[Aim of the exercise]
Everything from the line containing "Would you mind pinning the bicycle frame" through the last line of the data below must be copied exactly, with no other lines included.

[Materials provided]
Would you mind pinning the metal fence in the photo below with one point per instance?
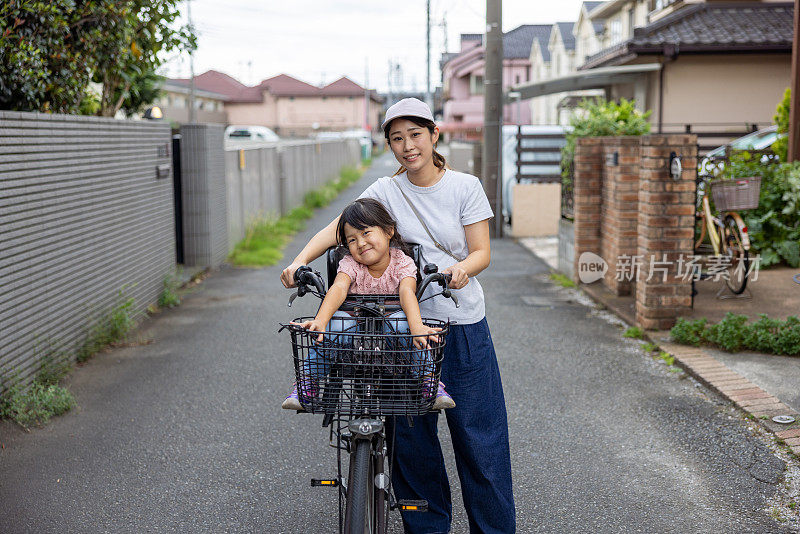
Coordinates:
(264, 181)
(86, 211)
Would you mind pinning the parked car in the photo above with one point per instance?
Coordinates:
(510, 158)
(250, 134)
(760, 140)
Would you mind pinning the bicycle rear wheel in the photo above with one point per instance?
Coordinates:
(360, 494)
(739, 256)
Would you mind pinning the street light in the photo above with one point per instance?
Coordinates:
(518, 96)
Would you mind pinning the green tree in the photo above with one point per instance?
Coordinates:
(42, 62)
(781, 144)
(599, 117)
(49, 51)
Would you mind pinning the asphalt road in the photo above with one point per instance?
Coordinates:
(186, 435)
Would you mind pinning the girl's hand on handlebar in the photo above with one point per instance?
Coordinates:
(314, 326)
(460, 277)
(423, 334)
(287, 276)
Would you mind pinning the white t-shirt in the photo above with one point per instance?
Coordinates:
(456, 200)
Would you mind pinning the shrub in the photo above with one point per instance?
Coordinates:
(774, 227)
(600, 117)
(633, 332)
(781, 145)
(689, 332)
(729, 333)
(733, 333)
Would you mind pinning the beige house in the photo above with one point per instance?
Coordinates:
(716, 65)
(293, 108)
(174, 104)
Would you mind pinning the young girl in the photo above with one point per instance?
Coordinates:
(377, 265)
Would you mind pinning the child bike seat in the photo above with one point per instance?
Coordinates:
(335, 254)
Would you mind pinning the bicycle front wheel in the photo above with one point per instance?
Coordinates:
(739, 257)
(361, 491)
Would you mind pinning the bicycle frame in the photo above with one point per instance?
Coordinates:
(715, 228)
(367, 489)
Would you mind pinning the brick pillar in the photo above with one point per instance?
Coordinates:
(587, 197)
(666, 228)
(620, 207)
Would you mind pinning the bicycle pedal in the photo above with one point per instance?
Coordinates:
(407, 505)
(329, 482)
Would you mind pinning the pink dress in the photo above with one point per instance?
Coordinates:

[Task output]
Would you mind pinning the bicycle frame in the photo above with one point per instance?
Coordinates:
(715, 228)
(367, 489)
Would you mind pinning the brick pillar in the photo above with one point per instance?
Coordinates:
(587, 197)
(666, 228)
(620, 207)
Would you mind pinning the bicycle pedal in the photo above with one point per instance?
Coordinates:
(407, 505)
(329, 482)
Would you mind pinning the pink dress in the photo above with one point per instance?
Coordinates:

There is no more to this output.